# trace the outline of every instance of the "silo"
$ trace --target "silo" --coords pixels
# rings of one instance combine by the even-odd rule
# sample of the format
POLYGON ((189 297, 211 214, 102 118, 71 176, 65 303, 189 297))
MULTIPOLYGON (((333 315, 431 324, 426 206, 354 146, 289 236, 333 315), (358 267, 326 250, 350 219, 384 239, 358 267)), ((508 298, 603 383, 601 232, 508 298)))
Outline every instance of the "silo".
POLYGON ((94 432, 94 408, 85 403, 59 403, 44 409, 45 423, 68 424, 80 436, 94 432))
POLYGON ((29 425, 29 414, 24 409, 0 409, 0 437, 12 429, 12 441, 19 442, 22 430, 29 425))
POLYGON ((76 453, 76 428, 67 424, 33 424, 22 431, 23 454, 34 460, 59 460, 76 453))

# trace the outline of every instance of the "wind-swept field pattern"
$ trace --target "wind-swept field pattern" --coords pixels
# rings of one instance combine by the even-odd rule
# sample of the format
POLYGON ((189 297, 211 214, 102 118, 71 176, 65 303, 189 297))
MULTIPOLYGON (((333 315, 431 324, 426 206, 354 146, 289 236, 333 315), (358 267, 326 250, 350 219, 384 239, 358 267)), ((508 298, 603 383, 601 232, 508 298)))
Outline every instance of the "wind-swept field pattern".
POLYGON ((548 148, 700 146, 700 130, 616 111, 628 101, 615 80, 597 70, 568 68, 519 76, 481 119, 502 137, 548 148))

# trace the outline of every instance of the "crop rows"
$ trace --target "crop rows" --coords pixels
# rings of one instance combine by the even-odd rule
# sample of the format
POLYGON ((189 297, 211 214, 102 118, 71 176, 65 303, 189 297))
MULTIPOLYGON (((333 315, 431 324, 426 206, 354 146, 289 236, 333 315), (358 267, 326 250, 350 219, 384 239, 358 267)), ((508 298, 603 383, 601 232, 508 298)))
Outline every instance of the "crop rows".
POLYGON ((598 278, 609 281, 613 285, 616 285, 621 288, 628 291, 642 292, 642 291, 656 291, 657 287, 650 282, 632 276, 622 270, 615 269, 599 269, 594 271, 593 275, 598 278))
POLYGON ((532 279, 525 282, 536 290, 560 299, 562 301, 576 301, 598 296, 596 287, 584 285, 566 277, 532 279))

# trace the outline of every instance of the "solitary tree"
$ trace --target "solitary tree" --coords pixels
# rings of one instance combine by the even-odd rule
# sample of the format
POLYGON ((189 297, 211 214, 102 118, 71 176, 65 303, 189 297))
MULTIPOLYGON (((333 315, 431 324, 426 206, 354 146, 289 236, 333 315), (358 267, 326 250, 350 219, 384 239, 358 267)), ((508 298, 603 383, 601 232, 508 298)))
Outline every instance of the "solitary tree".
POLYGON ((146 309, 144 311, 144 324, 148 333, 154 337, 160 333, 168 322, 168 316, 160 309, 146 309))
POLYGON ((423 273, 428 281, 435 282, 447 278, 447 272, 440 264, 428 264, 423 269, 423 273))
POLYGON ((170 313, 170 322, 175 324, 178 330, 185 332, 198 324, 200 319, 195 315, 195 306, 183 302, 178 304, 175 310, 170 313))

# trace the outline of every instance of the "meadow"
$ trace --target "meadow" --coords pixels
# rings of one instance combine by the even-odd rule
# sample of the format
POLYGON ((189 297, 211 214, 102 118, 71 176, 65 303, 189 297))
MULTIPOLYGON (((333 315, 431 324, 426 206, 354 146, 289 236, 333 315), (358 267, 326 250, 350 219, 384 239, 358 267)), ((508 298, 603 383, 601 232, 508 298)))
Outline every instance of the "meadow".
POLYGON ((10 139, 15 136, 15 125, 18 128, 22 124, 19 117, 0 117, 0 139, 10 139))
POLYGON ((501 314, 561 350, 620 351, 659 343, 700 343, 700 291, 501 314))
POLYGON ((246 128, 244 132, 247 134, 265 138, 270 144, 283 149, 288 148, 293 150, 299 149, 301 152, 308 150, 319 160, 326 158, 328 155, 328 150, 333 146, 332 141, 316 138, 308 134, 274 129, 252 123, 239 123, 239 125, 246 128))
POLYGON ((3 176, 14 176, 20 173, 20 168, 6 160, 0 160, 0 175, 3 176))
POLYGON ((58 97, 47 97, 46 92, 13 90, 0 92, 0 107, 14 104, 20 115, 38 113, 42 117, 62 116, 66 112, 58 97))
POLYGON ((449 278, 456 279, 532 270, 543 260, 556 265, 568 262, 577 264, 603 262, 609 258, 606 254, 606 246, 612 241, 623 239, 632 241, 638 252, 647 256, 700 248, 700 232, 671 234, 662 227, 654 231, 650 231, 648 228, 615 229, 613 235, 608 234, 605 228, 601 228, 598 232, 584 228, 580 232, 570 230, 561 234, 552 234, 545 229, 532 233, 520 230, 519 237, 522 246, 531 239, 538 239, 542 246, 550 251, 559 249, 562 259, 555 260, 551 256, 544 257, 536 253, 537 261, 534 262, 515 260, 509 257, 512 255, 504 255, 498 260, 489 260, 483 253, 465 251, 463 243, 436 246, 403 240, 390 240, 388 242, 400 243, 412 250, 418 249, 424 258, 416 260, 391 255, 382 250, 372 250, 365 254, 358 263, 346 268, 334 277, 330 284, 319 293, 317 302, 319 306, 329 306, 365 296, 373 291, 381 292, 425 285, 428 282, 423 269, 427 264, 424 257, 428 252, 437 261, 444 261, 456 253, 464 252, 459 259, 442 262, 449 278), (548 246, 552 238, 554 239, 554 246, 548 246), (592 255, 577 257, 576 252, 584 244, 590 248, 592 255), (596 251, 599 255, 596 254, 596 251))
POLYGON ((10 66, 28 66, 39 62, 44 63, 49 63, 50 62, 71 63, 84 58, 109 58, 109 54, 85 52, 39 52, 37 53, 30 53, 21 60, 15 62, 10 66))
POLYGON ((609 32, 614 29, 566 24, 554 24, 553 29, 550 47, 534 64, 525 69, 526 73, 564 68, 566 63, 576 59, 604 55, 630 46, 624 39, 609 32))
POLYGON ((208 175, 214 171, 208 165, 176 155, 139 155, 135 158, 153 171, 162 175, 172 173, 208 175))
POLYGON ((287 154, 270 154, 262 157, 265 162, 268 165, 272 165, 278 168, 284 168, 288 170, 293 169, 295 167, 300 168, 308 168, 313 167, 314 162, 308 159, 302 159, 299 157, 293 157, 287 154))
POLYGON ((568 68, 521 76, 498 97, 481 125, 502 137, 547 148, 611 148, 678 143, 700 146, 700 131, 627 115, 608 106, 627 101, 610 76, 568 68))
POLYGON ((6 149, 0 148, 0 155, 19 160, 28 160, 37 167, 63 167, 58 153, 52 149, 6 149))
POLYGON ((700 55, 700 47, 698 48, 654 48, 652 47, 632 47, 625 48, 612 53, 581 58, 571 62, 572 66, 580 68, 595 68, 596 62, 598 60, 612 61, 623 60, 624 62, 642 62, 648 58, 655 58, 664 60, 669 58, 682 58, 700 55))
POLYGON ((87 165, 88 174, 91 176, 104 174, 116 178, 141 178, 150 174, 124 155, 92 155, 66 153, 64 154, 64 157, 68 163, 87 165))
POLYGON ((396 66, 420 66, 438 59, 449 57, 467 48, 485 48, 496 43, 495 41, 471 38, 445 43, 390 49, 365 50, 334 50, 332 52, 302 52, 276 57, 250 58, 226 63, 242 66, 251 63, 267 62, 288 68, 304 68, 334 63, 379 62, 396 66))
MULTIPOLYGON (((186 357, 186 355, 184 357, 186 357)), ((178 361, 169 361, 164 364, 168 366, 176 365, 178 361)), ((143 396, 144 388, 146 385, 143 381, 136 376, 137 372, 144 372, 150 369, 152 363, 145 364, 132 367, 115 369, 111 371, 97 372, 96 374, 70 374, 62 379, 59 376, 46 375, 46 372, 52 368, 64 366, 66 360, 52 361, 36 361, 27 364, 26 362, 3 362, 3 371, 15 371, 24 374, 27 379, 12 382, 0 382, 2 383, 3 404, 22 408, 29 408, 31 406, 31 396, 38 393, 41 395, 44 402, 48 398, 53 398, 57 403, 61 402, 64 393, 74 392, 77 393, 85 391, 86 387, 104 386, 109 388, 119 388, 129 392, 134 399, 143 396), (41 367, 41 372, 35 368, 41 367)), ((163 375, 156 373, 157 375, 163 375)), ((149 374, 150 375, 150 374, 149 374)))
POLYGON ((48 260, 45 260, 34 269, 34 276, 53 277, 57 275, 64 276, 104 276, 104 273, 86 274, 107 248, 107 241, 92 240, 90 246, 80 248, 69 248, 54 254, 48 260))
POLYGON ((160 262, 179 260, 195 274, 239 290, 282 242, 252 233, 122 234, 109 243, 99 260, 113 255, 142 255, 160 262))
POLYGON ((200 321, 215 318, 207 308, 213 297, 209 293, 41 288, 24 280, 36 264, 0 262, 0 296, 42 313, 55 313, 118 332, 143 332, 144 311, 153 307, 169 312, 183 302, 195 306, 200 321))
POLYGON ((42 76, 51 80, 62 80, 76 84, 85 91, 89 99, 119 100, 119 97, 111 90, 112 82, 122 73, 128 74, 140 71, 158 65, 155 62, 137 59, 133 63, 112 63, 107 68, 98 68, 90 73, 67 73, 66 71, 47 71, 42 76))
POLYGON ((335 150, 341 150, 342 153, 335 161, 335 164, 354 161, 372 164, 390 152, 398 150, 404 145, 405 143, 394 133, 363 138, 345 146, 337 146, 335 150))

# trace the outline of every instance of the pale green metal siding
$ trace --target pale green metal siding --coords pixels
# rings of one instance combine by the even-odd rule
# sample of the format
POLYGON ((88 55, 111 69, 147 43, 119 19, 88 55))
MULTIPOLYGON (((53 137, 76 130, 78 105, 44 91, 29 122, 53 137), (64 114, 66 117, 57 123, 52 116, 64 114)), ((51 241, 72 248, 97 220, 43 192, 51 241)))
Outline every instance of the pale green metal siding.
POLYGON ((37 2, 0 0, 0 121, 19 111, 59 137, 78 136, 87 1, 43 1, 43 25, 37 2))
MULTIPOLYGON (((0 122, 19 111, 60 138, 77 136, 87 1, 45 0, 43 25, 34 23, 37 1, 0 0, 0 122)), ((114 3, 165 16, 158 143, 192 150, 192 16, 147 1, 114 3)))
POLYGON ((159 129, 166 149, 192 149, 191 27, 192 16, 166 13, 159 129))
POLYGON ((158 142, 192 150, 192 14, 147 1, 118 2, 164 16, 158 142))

━━━

**Directive**
Extract every line of the records that contains the string "field", treating uppercase and lowercase as different.

**In response**
# trace the outline of every instance of the "wind-swept field pattern"
$ trace --target "wind-swept field pattern" --coords pixels
Outline every instance of the "wind-swept field pattern".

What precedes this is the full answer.